Tecnologías
de la Información y Comunicación

Acotaciones
Jurídicas del ?Deep Internet?

Autor: Ricard Martínez*

Con cierta alarmante regularidad se van
publicando noticias sobre el llamado Deep o Dark internet. Se trata de un
conjunto de recursos no indexados cuya magnitud desborda el universo conocido
por los buscadores. Como todo en la vida, parece que este internet subterráneo
presenta dos caras.

La cara buena es la que lo convierte en un espacio de libertad
ajeno a los miedos que esa sociedad post-Snowden plantea a los usuarios más
comunes. La segunda, ya no tan buena, es la definición de un salvaje Oeste digital
en el que crimen parece campar a sus anchas.

■ **ENTRADAS**
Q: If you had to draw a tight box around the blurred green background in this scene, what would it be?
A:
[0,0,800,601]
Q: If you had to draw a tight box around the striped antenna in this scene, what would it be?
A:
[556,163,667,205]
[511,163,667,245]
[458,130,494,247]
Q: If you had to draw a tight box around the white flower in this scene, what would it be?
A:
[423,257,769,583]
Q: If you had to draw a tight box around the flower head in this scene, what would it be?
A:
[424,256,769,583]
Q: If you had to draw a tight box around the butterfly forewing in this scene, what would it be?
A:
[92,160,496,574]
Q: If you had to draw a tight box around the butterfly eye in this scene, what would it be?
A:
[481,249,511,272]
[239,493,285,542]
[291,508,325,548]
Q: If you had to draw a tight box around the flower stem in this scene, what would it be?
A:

■ **CONSIGNA**
Enumera las denominaciones que el fragmento sobre el Deep Internet usa para ese internet oculto y que contienen la palabra «internet».

■ **RESPUESTA**
- Deep internet
- Dark internet
- internet subterráneo